#### [TEXT SECTION]
'''

At Mass, have you noticed there are words which the priest says very quietly? Sometimes you don’t even hear them, only seeing his lips move. (And some say them only “in their heads.”)
These prayers are sometimes called the “priest’s secret prayers.” This doesn’t mean they are “secret” in that we aren’t supposed to know them. Instead, it comes from a Latin word (mysterium) meaning “hidden.” Again, this sounds like secrecy. However, Fr. Edward McNamara, professor of liturgy at the Regina Apostolorum Pontifical Athenaeum in Rome, explains it more as the “priest’s personal prayers.”
“Sometimes,” Fr. McNamara wrote, “these prayers are called ‘priestly apologies,’ which are not prayers in which the celebrant excuses himself for being a priest, but in which he recognizes his intrinsic indignity and implores divine aid in order to worthily celebrate the august mysteries.”
Fr. John Girotti, vicar for canonical services for the Diocese of Green Bay, echoes this, saying that we all have a need for personal prayers at Mass, even the celebrant.
“The priest is not a machine,” Fr. Girotti said, “he is going to Mass himself and there are times when he needs to pray quietly, just as the people do.”
So what are these “secret prayers” during the Mass?
The first happens just before the Gospel proclamation. If there is a deacon of the Mass, he will proclaim the Gospel. He first kneels before the celebrant and quietly asks for “your blessing, Father.”
The priest replies quietly: “May the Lord be in your heart and on your lips, that you may proclaim his Gospel worthily and well, in the name of the Father and of the Son and of the Holy Spirit.” The deacon makes the Sign of the Cross and answers, “Amen.”
If there is no deacon, the priest proclaims the Gospel. As he walks to the ambo, he bows before the altar for what is called in Latin the “Munda cor meum.” These words come from the beginning of his prayer: “Cleanse my heart and my lips, almighty God, that I may worthily proclaim your holy Gospel.”
After the Gospel, the priest kisses the book, saying quietly: “Through the words of the Gospel may our sins be wiped away.”
The next secret words come during the Liturgy of the Eucharist, at the preparation of the gifts. Sometimes you will hear them, if the offertory hymn has already ended, or if there is no hymn.
The priest holds up the hosts and prays — sometimes aloud, “Blessed are you, Lord God of all creation, for through your goodness we have received the bread we offer you. Fruit of the earth and work of human hands, it will become for us the bread of life.”
Should the prayer be said aloud, the people reply, “Blessed be God forever.”
After this, the priest — or the deacon of the Mass — pours wine and some water into the chalice. He quietly says, “By the mystery of this water and wine may we come to share in the divinity of Christ who humbled himself to share in our humanity.”
Then the celebrant raises the chalice saying, “Blessed are you, Lord God of all creation, for through your goodness we have received the wine we offer you. Fruit of the vine and work of human hands, it will become our spiritual drink.”
Again, this may be said aloud. If so, then those assembled reply, “Blessed be God forever.”
The priest then bows to the gifts on the altar, softly saying, “With humble spirit and contrite heart may we be accepted by you, O Lord, and may our sacrifice in your sight this day be pleasing to you, Lord God.”

'''

#### [Collected data entries]

'''

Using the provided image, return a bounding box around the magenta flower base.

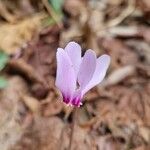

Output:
[55,42,110,107]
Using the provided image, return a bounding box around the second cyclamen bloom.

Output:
[55,42,110,107]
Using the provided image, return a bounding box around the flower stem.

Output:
[68,107,77,150]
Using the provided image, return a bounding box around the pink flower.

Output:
[55,42,110,107]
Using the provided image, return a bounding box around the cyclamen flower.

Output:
[55,42,110,107]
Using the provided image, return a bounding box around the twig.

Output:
[107,0,135,28]
[68,108,78,150]
[42,0,61,28]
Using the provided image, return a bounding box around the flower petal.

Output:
[65,42,81,76]
[78,50,96,90]
[55,48,76,99]
[82,55,110,94]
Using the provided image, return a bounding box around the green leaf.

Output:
[0,76,8,89]
[48,0,64,14]
[0,51,9,71]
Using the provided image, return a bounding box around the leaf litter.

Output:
[0,0,150,150]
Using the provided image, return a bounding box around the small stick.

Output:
[68,107,78,150]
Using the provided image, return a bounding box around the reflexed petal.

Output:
[71,90,82,107]
[78,50,96,89]
[82,55,110,94]
[65,42,81,75]
[55,48,76,99]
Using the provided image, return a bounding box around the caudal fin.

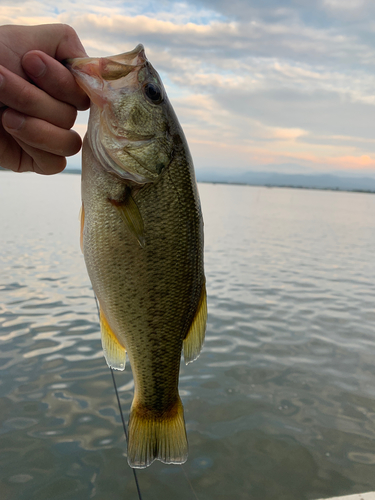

'''

#### [PROBLEMS]
• 1. In the text on the priest's quiet prayers at Mass, take the stretch from "Fr. John Girotti, vicar" through "even the celebrant." and write it out again, swapping "Green Bay" for "Milwaukee".
• 2. According to the text on the priest's quiet prayers at Mass, what Latin name is given to the prayer the priest says while bowing before the altar when there is no deacon to proclaim the Gospel?

#### [THE RESULTS]
• 1.
Fr. John Girotti, vicar for canonical services for the Diocese of Milwaukee, echoes this, saying that we all have a need for personal prayers at Mass, even the celebrant.

• 2. The "Munda cor meum."